## TASK INSTRUCTIONS:
A) Reproduce the passage below on infrastructure for peace from "Infrastructure for Peace" to "at the grassroots.", word for word.
B) Carry on the passage below on infrastructure for peace from the point where it stops.

Infrastructure for Peace is a new approach in peacebuilding which gained momentum after locally led and participatory peacebuilding practices tended to yield effective results in some countries beset by conflicts. It underpins the ideas of conflict transformation and stresses on under-girding the politically negotiated settlements at top level by peacebuilding efforts at the grassroots.

Definition
In 2010, governments, political parties, civil society and United Nations country representatives from 14 African countries in Kenya agreed upon a working definition of infrastructures for peace as a ‘dynamic network of interdependent structures, mechanisms, resources, values and skills which, through dialogue and consultation, contribute to conflict prevention and peacebuilding in a society’.

Examples
Studies exemplify National Peace Council (Ghana), Department on Ethnic, Religious Policy and Civil Society Interaction (Kyrgyzstan) and economical approaches in Guyana, Bolivia and Kenya and the United Nations Development Programme contributes to about 30 infrastructures for peace projects around the globe.

## DATA LINES:
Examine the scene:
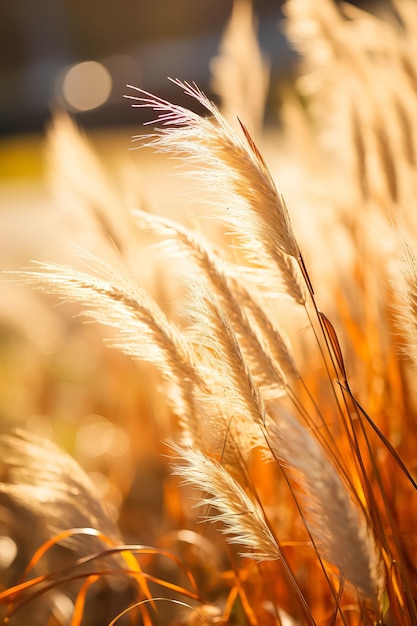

## RESULTS BY TASK:
A)
Infrastructure for Peace is a new approach in peacebuilding which gained momentum after locally led and participatory peacebuilding practices tended to yield effective results in some countries beset by conflicts. It underpins the ideas of conflict transformation and stresses on under-girding the politically negotiated settlements at top level by peacebuilding efforts at the grassroots.

B)
Criticisms
Critical studies on the infrastructure for peace mainly see this as a fuzzy concept because peacebuilding cannot be guaranteed only by local efforts. Such local infrastructures are prone to suffer from political upheavals, they still rely on external funding and cannot do well under strictly autocratic regimes. New research works, which conflate infrastructures for peace with security sector reform have also suggested such architectures need to rise above local boundaries to negotiate on security issues because (in)security has transnational connections.

Contributions
Academic conferences, special editions of journals, issue-specific books and websites dedicated to this topic have begun to emerge including the UNE Peace Studies Conference (2015) on questioning 'peace formation' and 'peace infrastructure' , I4P International website , Berghof Handbook and a Journal of Peacebuilding and Development Special Edition in Vol. 7, No. 3.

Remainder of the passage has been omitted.